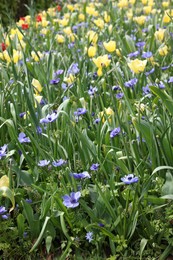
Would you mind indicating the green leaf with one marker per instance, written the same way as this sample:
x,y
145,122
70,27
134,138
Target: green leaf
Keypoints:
x,y
167,188
142,246
41,235
48,243
6,192
166,99
21,224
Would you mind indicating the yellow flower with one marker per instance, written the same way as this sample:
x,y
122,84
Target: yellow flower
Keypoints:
x,y
163,51
159,35
91,11
92,51
110,46
70,79
6,56
36,56
122,4
147,9
165,4
67,30
137,65
99,23
60,38
4,181
92,36
81,17
102,61
107,113
17,55
63,22
132,2
166,18
140,19
37,86
118,52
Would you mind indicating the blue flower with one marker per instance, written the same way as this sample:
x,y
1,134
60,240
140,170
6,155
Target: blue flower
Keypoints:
x,y
3,151
49,118
23,139
59,162
71,201
115,132
43,163
81,175
89,236
80,111
94,167
129,179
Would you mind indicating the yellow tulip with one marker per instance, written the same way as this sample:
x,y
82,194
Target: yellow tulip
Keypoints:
x,y
4,181
110,46
92,36
92,51
107,113
37,86
102,61
137,65
140,19
122,4
60,38
163,51
159,35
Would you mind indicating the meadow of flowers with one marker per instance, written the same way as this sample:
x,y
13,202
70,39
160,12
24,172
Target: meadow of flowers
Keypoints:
x,y
86,132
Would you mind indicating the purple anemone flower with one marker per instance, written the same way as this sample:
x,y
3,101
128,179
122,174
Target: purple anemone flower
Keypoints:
x,y
73,69
2,213
80,111
3,151
59,162
92,91
147,54
129,179
94,167
81,175
89,236
133,54
43,163
119,95
170,80
71,201
131,83
96,121
54,81
49,118
115,132
23,139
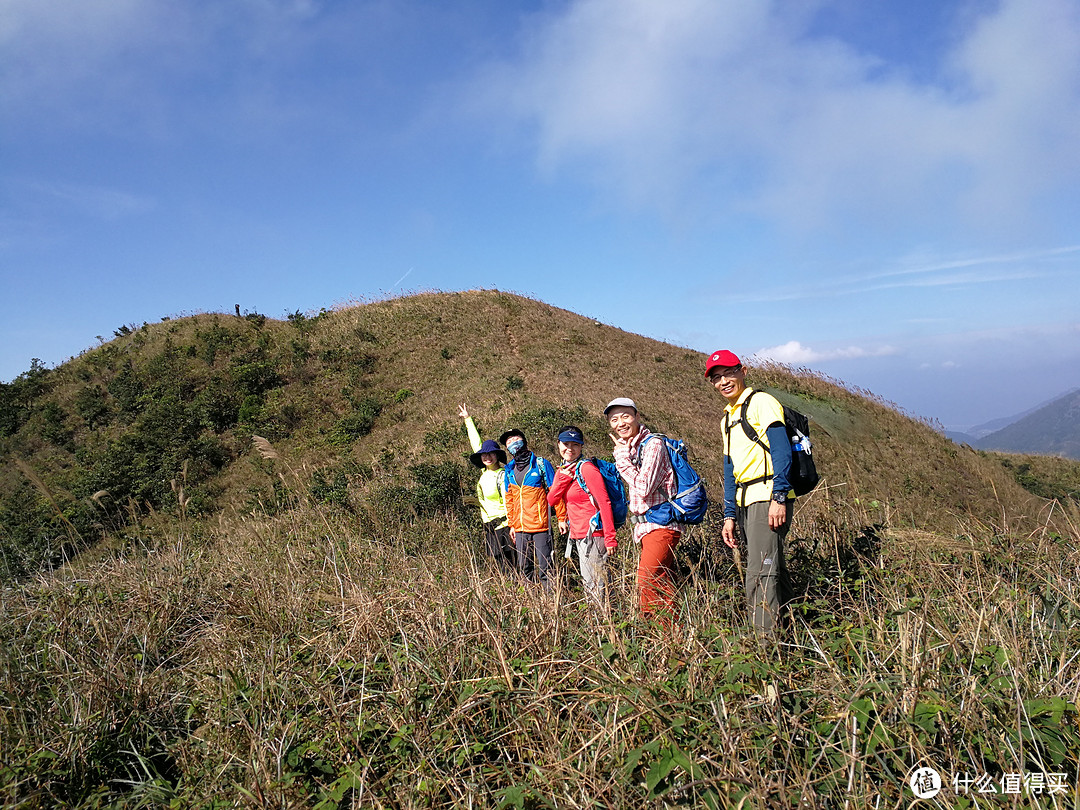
+++
◆ **DIRECTION**
Quote the listing above word for word, from start to finish, and leave the pictures out of your answer.

◆ **EXPECTED ANSWER**
Would you mind indicating the green leaf with one marker per instance, written the same way as this sample:
x,y
145,122
70,27
134,138
Target: green leaf
Keypoints:
x,y
167,188
142,246
41,235
48,243
6,192
166,99
21,224
Would you mind indicating the yellow flower with one marker per instance, written the same way as this sample:
x,y
122,84
Target: yellow flower
Keypoints:
x,y
163,51
159,35
91,11
92,51
110,46
70,79
6,56
36,56
122,4
147,9
165,4
67,30
137,65
99,23
60,38
4,181
92,36
81,17
102,61
107,113
17,55
63,22
132,2
166,18
140,19
37,86
118,52
Would you mind indicating the blue flower with one marker per instance, written the same way as this sample:
x,y
1,134
60,240
140,170
6,155
Target: blue flower
Keypoints:
x,y
3,151
49,118
23,139
59,162
71,201
115,132
43,163
81,175
89,236
80,111
94,167
129,179
Would you mind indicating the yellow tulip with one marker per instance, written the same way as this sample:
x,y
82,194
Target: yellow tulip
Keypoints:
x,y
4,181
110,46
92,36
92,51
107,113
37,86
102,61
137,65
140,19
122,4
60,38
163,51
159,35
Would you mind indicating the meadow of flowers with one marker per instance, written the same way as this sample:
x,y
13,202
70,39
160,12
24,172
Target: meadow of flowers
Keypoints:
x,y
86,132
Would you mind indicating the purple anemone flower with one marker per instance, written the same way as this sample:
x,y
3,101
128,179
122,174
Target: purple anemone flower
Keypoints:
x,y
73,69
2,213
80,111
3,151
59,162
92,91
147,54
129,179
94,167
81,175
89,236
133,54
43,163
119,95
170,80
71,201
131,83
96,121
54,81
49,118
115,132
23,139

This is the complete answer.